What you need to do:
Continue the text on the Brezhnev Doctrine, starting right after its last sentence.

Excerpt provided:
◇ ◇ ◇

= Brezhnev Doctrine =

Foreign policy justifying intervention in the Soviet Bloc

Eastern Bloc: the USSR and its satellite states

The Brezhnev Doctrine was a Soviet foreign policy that proclaimed that any threat to "socialist rule" in any state of the Soviet Bloc in Central and Eastern Europe was a threat to all of them, and therefore, it justified the intervention of fellow socialist states. It was proclaimed in order to justify the Soviet-led occupation of Czechoslovakia earlier in 1968, with the overthrow of the reformist government there. The references to "socialism" meant control by the communist parties which were loyal to the Kremlin. Soviet leader Mikhail Gorbachev repudiated the doctrine in the late 1980s, as the Kremlin accepted the peaceful overthrow of Soviet rule in all its satellite countries in Eastern Europe.

The policy was first and most clearly outlined by Sergei Kovalev in a September 26, 1968 Pravda article entitled "Sovereignty and the International Obligations of Socialist Countries". Leonid Brezhnev reiterated it in a speech at the Fifth Congress of the Polish United Workers' Party on November 13, 1968, which stated: "When forces that are hostile to socialism try to turn the development of some socialist country towards capitalism, it becomes not only a problem of the country concerned, but a common problem and concern of all socialist countries."

◇ ◇ ◇

Data supplied:
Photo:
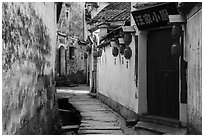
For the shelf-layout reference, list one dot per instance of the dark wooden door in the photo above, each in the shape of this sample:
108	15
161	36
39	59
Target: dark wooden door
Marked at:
162	75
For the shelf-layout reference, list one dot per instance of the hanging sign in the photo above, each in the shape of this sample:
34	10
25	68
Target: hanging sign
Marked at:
156	16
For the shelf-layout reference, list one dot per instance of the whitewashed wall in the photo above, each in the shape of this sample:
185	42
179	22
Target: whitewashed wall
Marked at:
117	81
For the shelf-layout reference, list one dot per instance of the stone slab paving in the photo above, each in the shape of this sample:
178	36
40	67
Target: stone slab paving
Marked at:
97	118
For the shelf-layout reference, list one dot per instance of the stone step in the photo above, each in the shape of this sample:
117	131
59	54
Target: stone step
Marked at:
146	128
160	120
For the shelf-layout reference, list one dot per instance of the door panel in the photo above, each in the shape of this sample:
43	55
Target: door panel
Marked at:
162	74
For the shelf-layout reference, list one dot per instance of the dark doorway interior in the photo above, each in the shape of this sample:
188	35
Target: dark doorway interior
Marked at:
162	74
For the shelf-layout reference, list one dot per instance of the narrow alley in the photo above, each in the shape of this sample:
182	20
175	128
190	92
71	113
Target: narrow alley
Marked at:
96	117
102	68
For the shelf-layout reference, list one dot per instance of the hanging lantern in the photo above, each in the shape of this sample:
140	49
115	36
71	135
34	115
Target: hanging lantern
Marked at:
127	38
175	50
115	51
88	49
122	48
85	55
128	53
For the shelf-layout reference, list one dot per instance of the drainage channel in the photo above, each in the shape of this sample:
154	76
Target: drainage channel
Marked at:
70	117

◇ ◇ ◇

Result of this exercise:
This doctrine was announced to retroactively justify the invasion of Czechoslovakia in August 1968 that ended the Prague Spring, along with earlier Soviet military interventions, such as the invasion of Hungary in 1956. These interventions were meant to put an end to liberalization efforts and uprisings that had the potential to compromise Soviet hegemony inside the Soviet Bloc, which was considered by the Soviet Union to be an essential and defensive and strategic buffer in case hostilities with NATO were to break out.

In practice, the policy meant that only limited independence of the satellite states' communist parties was allowed and that none would be allowed to compromise the cohesiveness of the Eastern Bloc in any way. That is, no country could leave the Warsaw Pact or disturb a ruling communist party's monopoly on power. Implicit in this doctrine was that the leadership of the Soviet Union reserved, for itself, the power to define "socialism" and "capitalism". Following the announcement of the Brezhnev Doctrine, numerous treaties were signed between the Soviet Union and its satellite states to reassert these points and to further ensure inter-state cooperation. The principles of the doctrine were so broad that the Soviets even used it to justify their military intervention in the communist (but non-Warsaw Pact) nation of Afghanistan in 1979. The Brezhnev Doctrine stayed in effect until it was ended with the Soviet reaction to the Polish crisis of 1980–1981.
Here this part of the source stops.